-- Problem to work on --
Copy out the stretch of lines from the one containing "Check that each instance of the dark" through the one containing "<point>95,479</point>", both included, and rescale each point coordinate in the answers by 1.85, rounding to whole numbers with halves rounded up. Keep the requests unchanged.

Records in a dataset

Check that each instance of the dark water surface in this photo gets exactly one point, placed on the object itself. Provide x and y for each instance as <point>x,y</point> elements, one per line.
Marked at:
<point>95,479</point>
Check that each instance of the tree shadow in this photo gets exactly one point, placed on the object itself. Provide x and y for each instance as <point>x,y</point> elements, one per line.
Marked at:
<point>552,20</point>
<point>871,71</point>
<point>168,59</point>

==

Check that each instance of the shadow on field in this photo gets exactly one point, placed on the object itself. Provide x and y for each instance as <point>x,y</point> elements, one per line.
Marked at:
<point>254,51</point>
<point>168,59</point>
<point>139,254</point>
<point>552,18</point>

-- Final result --
Check that each instance of the dark water surface in this photo gets exactly one point, placed on the object itself. Provide x and y for each instance as <point>x,y</point> elements, one per line.
Marked at:
<point>176,886</point>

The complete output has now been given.